▶ [TASK DESCRIPTION]: Please edit the material below by replacing every instance of "keypoint" with "target point", leaving everything else unchanged.

▶ [RECORDS TO PROCESS]:
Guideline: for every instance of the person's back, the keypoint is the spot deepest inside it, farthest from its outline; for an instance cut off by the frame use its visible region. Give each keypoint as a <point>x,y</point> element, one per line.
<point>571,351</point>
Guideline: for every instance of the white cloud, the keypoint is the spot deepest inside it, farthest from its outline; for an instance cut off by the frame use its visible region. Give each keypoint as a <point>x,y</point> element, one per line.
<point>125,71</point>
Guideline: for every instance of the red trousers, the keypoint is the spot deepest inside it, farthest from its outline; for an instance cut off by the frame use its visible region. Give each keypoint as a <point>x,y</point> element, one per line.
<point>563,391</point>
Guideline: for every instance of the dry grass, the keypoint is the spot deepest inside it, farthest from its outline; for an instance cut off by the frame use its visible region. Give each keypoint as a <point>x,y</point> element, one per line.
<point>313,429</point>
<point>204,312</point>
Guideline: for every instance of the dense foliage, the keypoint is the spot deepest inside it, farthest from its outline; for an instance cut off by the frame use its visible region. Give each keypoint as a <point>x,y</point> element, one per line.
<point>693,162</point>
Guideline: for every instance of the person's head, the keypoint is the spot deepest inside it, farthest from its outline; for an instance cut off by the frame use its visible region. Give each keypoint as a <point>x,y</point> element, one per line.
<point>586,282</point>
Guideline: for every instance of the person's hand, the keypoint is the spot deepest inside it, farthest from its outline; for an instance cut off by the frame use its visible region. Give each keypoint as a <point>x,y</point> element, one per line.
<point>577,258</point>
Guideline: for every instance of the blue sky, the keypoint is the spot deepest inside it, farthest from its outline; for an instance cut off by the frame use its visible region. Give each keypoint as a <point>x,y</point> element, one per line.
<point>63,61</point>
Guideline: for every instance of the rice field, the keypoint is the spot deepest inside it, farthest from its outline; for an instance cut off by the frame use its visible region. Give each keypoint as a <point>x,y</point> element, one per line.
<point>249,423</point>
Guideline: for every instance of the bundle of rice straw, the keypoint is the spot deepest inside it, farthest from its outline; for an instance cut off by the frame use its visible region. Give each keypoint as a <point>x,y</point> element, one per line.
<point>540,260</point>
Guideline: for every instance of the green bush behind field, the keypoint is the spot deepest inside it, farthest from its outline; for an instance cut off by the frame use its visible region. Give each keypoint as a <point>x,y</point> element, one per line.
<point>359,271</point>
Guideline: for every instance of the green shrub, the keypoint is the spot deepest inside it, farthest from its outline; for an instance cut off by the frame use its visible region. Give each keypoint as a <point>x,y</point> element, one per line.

▶ [RESULT BELOW]:
Guideline: for every instance of the person's back, the target point is the spot deepest inside it, farthest from its outline; for an instance cut off by the frame use its visible region. Give each target point as a <point>x,y</point> element, one per line.
<point>571,351</point>
Guideline: for every instance of the white cloud, the target point is the spot deepest inside it, farthest from its outline; for an instance cut off by the frame use its visible region. Give each target point as a <point>x,y</point> element, one per line.
<point>125,71</point>
Guideline: for every instance of the red trousers, the target point is the spot deepest inside it, farthest from its outline; for an instance cut off by the frame use its visible region. Give each target point as a <point>x,y</point> element, one per line.
<point>563,391</point>
Guideline: for every instance of the dry grass, the target point is the spot deepest inside it, farthest from its outline; for an instance cut off by the frame use its visible region. Give each target point as a <point>x,y</point> element, one per line.
<point>313,429</point>
<point>204,312</point>
Guideline: for every instance of the dense foliage, the target point is the spot deepest inside it, farthest from its outline; for an instance cut off by the frame use its visible region. Give each target point as a <point>x,y</point> element, one per line.
<point>693,162</point>
Guideline: for every instance of the person's head, the target point is the spot deepest inside it, farthest from its outline; for an instance cut off by the frame use its visible region. Give each target point as a <point>x,y</point> element, one per line.
<point>586,282</point>
Guideline: for every instance of the person's hand, the target point is the spot deepest inside it, farthest from its outline; for an instance cut off by the frame use its visible region. Give each target point as a <point>x,y</point> element, one per line.
<point>577,258</point>
Guideline: for every instance of the blue sky, the target point is the spot deepest inside it, farthest from its outline; for an instance cut off by the frame use its visible region. Give each target point as a <point>x,y</point> element, one per line.
<point>63,61</point>
Guideline: for every instance of the rice field, the target point is the spot deepest inside it, farthest from its outline; for an instance cut off by the frame use its visible region. Give each target point as a <point>x,y</point> element, one per line.
<point>249,423</point>
Guideline: for every instance of the bundle of rice straw, the target point is the spot deepest inside it, farthest from its outline; for an instance cut off by the frame use its visible region. Give each target point as a <point>x,y</point> element, one per line.
<point>540,260</point>
Guideline: for every instance of the green bush behind field, the target point is the spot deepest inside it, farthest from its outline; for an instance cut off by the frame use its visible region. Give each target point as a <point>x,y</point> element, one per line.
<point>359,271</point>
Guideline: for every instance of the green shrub, the target point is the spot deepest inside it, farthest from its outline; for an instance cut off by the frame use its visible region. Give each target point as a <point>x,y</point> element, one per line.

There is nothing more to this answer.